Please copy out every line in the records below that includes the word "hotel".

◆ **Exercise data**
· · · · ·

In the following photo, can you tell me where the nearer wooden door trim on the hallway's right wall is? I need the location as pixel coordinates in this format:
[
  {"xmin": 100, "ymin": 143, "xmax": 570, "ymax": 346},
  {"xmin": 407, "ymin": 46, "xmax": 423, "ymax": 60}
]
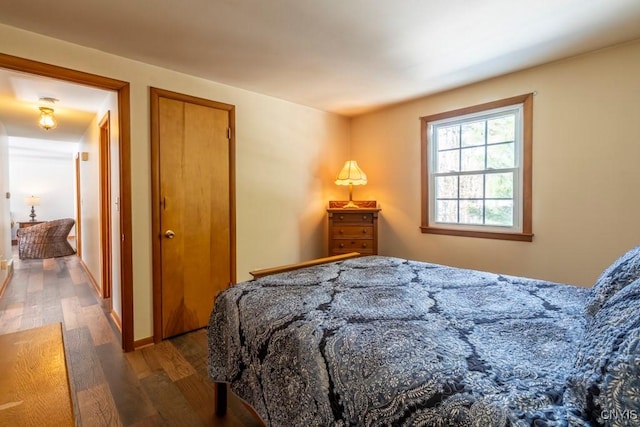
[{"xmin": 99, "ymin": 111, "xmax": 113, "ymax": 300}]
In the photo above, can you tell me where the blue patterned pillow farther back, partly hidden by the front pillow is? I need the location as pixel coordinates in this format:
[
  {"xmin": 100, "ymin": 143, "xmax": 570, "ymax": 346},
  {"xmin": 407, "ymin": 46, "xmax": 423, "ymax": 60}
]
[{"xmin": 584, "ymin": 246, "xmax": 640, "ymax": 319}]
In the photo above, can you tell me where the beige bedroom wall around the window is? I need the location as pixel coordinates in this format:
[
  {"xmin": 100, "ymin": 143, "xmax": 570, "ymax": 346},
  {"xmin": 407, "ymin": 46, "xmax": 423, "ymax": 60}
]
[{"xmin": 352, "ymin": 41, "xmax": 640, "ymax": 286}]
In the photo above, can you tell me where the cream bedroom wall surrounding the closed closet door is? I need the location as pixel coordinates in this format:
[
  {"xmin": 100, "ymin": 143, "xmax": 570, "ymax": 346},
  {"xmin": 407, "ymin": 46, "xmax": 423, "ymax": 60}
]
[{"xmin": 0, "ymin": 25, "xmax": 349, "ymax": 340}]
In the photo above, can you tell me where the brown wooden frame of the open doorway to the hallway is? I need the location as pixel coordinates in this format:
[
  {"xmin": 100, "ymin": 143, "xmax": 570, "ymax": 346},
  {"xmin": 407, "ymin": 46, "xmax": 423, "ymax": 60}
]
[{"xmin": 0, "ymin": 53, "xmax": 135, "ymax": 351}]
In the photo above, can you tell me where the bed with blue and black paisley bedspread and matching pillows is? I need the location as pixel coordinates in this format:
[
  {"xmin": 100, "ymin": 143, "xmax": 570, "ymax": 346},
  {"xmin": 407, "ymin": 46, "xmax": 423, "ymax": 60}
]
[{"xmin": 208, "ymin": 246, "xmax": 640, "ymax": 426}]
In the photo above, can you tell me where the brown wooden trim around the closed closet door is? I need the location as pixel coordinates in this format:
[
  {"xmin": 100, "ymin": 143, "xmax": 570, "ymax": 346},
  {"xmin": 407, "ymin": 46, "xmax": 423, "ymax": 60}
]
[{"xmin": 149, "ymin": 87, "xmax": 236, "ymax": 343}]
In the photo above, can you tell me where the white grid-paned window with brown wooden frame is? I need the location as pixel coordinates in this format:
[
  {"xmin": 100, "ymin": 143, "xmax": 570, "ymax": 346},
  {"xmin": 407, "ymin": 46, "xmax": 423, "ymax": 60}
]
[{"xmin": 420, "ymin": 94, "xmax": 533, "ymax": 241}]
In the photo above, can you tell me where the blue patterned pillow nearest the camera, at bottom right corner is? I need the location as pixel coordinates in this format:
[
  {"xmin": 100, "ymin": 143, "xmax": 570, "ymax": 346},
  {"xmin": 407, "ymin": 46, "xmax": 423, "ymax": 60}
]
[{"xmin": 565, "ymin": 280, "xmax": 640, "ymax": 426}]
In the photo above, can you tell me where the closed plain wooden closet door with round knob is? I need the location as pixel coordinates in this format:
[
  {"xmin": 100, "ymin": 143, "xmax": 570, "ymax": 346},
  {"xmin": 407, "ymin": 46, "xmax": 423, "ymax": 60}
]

· · · · ·

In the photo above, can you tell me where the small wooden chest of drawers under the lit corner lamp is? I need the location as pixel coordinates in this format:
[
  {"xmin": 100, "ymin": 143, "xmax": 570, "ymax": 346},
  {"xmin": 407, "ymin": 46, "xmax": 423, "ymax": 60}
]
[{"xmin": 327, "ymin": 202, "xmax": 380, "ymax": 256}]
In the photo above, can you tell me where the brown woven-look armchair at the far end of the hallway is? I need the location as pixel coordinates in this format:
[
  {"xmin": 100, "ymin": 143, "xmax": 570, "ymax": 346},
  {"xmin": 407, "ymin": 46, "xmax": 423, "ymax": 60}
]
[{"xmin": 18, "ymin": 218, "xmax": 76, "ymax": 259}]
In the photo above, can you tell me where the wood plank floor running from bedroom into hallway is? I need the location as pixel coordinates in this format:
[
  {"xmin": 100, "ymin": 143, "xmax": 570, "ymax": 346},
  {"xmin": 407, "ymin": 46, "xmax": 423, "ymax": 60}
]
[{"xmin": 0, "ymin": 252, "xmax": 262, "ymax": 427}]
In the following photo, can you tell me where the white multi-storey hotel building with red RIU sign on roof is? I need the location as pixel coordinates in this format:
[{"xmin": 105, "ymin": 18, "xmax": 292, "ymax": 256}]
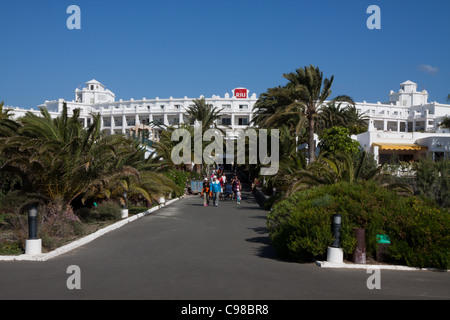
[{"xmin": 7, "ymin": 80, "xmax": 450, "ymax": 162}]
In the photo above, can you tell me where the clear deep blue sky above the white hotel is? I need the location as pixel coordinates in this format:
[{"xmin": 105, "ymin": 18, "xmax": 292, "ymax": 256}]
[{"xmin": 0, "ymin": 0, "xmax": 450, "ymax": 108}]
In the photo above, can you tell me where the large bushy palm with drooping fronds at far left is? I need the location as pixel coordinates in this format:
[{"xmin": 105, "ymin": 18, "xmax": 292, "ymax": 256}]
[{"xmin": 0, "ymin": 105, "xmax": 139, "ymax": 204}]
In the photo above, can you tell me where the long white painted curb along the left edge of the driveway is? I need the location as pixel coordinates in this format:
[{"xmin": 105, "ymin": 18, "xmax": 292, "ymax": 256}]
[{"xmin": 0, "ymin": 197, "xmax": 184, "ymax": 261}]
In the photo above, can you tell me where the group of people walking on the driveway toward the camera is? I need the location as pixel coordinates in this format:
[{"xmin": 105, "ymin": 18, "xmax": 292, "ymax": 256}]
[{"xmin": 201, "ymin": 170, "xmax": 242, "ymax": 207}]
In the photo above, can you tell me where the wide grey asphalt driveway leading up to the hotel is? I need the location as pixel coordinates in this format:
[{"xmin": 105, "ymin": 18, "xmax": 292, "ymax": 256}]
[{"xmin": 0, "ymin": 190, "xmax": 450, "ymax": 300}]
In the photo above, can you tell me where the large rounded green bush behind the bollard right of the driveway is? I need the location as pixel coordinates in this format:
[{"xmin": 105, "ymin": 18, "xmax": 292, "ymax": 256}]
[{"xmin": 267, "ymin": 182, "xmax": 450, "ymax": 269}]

· · · · ·

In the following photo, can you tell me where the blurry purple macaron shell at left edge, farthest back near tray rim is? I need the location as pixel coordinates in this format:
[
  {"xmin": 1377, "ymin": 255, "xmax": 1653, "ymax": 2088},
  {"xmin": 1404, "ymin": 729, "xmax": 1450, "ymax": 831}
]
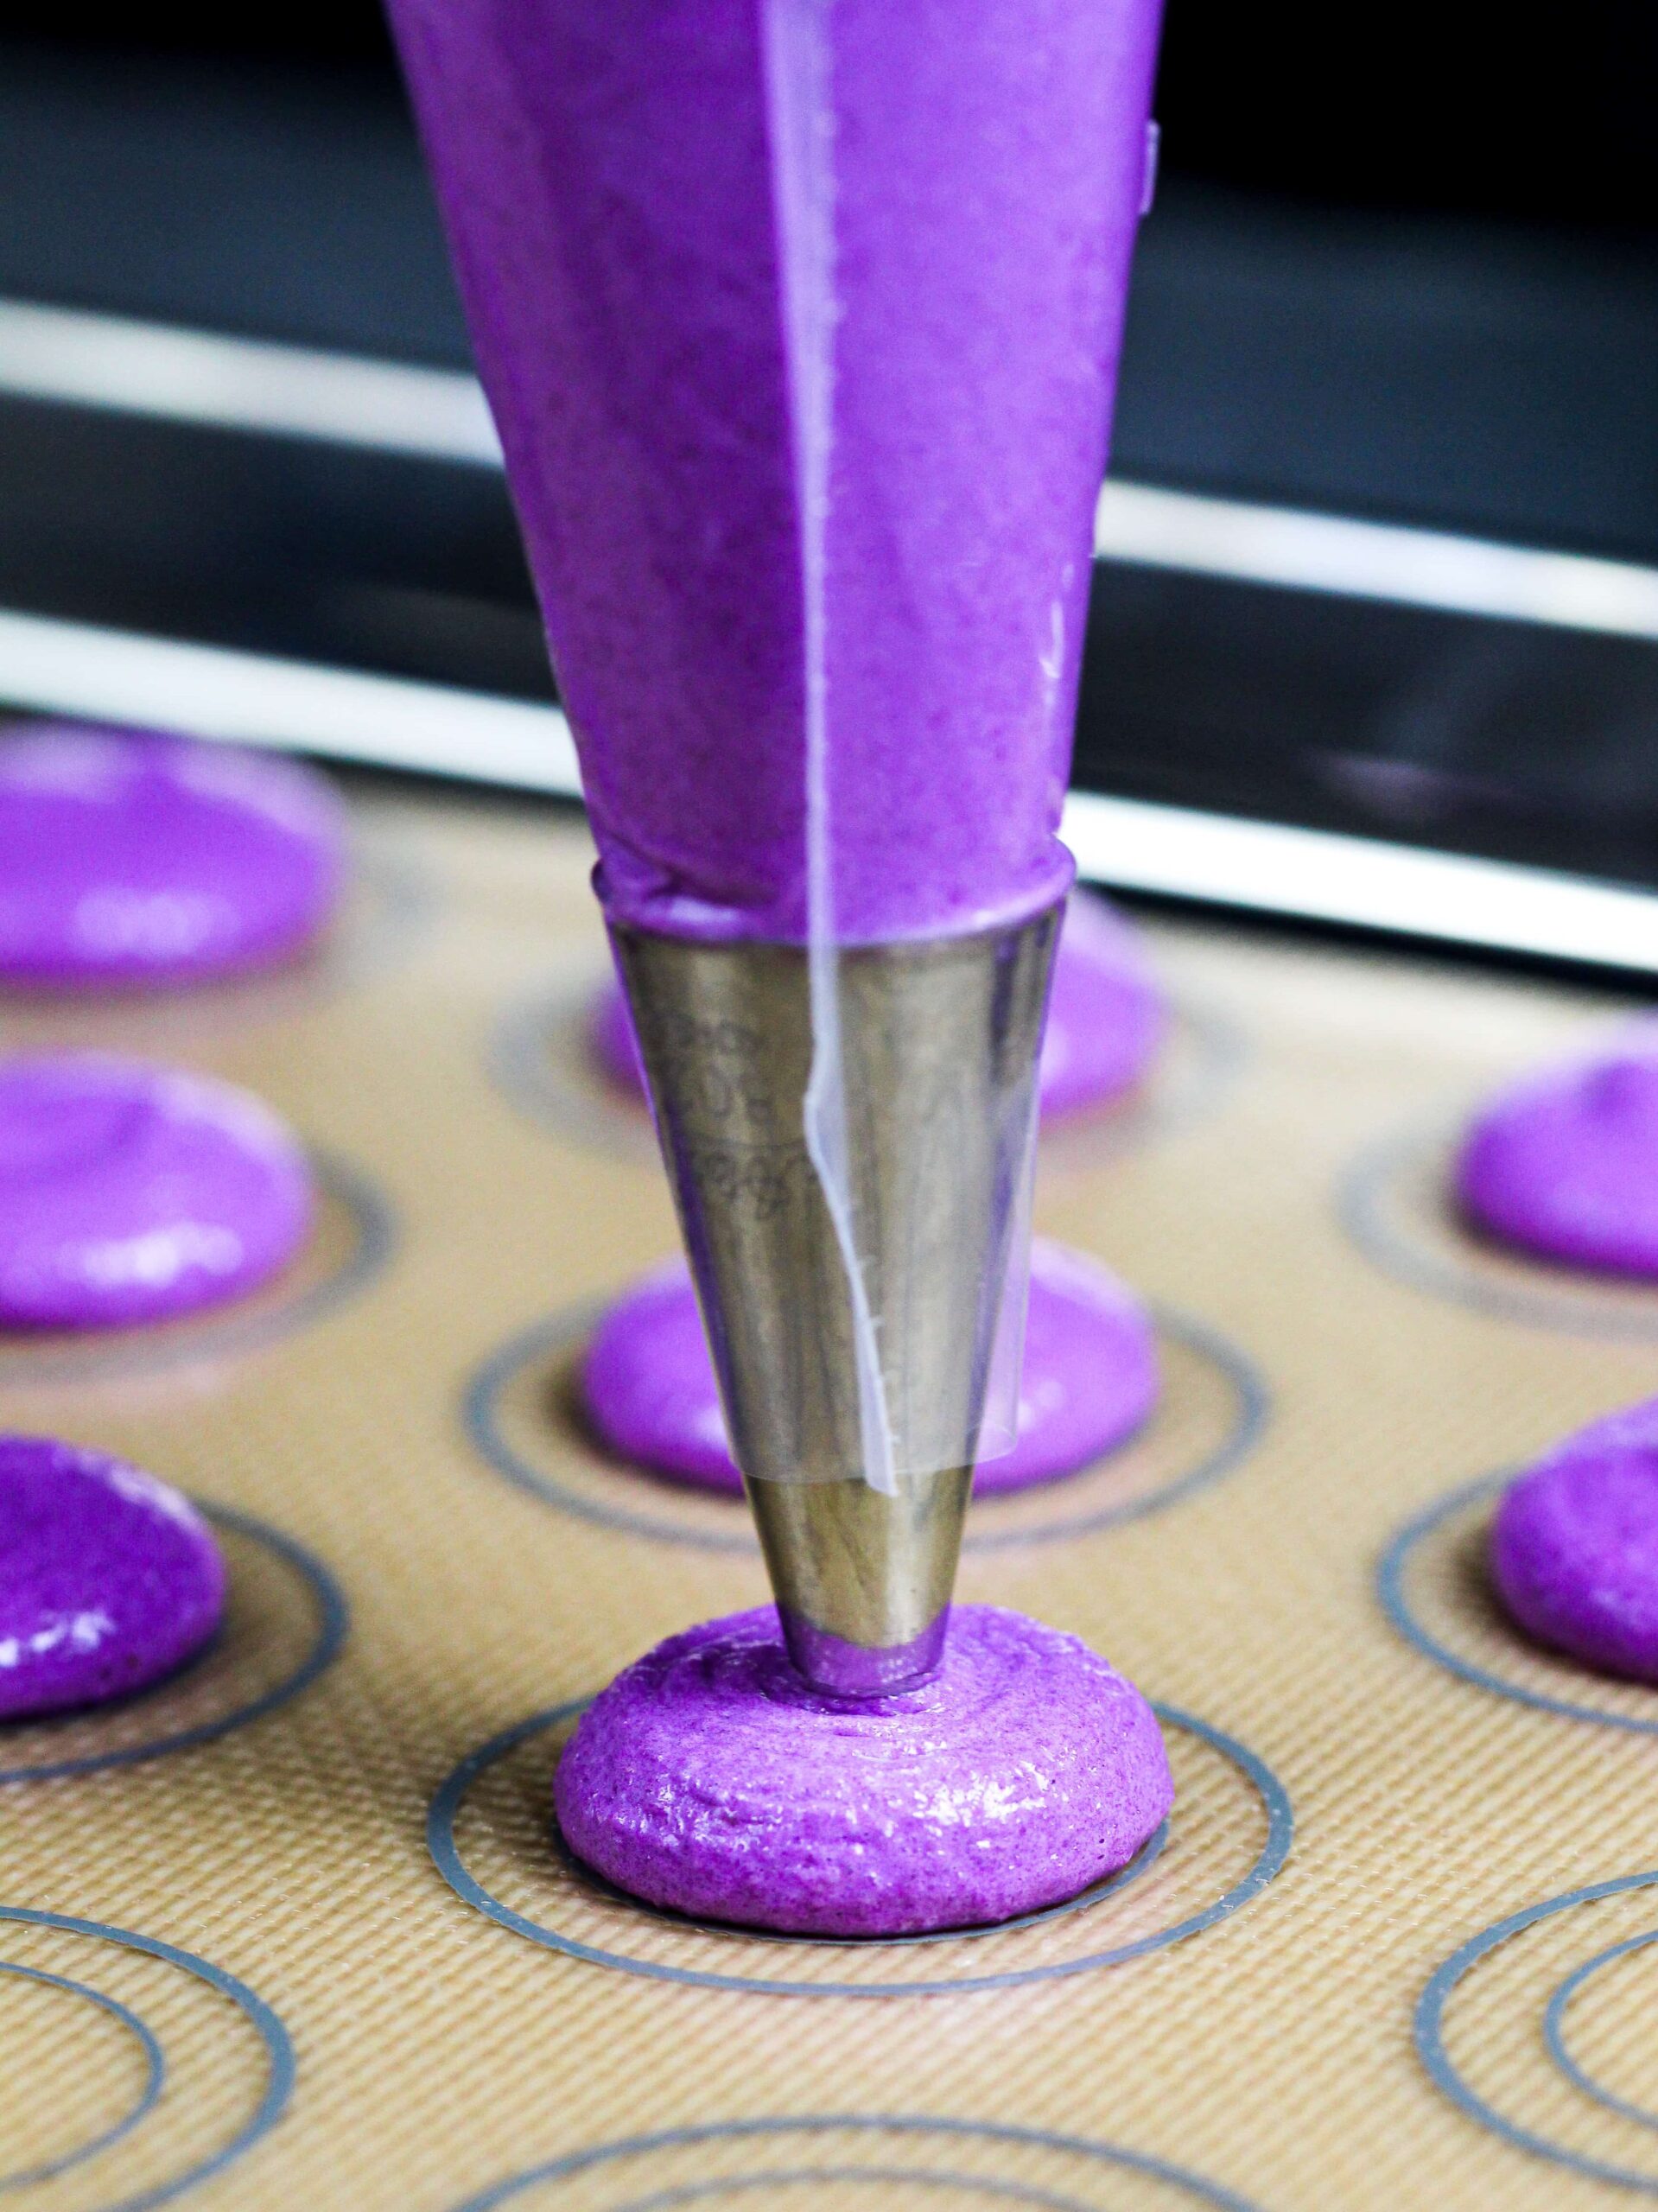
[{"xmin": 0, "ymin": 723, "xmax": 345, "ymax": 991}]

· · · · ·

◆ **Task result**
In the following photo, can you tell me where the white multi-storey hotel building with red RIU sign on roof is? I need the location as pixel coordinates in this format:
In the photo above, can you tell me where the clear deep blue sky above the white hotel is? I need the location as pixel coordinates in this format:
In the photo above, can you tell me where the wide grey asphalt driveway leading up to the hotel is? I need the location as pixel coordinates in this format:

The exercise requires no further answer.